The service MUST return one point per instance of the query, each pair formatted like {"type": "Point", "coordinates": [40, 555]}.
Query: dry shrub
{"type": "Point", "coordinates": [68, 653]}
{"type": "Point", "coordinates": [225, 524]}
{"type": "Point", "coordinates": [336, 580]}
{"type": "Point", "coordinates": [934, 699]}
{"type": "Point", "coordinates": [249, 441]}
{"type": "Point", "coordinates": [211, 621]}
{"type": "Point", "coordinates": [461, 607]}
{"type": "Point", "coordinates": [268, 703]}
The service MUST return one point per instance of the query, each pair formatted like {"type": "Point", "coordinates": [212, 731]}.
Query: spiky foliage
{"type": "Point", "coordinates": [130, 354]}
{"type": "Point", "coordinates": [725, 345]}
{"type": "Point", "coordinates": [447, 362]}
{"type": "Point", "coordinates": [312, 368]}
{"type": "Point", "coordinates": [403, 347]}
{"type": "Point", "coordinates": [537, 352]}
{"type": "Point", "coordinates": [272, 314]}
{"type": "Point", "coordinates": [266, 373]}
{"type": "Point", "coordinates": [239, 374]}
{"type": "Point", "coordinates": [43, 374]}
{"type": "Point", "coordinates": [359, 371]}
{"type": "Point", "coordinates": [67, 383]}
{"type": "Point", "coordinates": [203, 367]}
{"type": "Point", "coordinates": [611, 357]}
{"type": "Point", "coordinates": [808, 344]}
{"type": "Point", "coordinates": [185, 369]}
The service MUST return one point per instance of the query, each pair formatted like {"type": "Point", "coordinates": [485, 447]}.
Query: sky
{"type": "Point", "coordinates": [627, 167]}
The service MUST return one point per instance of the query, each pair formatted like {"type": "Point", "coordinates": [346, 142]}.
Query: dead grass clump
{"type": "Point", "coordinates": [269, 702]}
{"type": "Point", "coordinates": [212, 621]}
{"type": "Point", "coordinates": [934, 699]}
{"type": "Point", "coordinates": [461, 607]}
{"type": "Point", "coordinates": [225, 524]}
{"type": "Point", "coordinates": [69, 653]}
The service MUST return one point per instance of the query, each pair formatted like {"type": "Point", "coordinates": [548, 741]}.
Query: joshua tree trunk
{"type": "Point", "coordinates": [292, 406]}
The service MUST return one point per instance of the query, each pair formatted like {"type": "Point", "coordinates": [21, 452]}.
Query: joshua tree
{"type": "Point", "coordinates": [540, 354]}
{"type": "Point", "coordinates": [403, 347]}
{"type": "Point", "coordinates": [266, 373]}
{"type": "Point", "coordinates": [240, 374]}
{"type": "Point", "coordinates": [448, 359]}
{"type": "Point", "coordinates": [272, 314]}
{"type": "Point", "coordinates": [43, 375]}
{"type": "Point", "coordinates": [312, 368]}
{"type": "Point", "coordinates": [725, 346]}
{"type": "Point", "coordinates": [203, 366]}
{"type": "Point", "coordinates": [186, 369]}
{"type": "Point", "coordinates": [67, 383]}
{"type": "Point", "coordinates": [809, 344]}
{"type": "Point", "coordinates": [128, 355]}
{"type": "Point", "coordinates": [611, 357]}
==============================
# [REQUIRED ACTION]
State how many lines in the records above contain the word "MUST". Write the number alone.

# [ANSWER SECTION]
6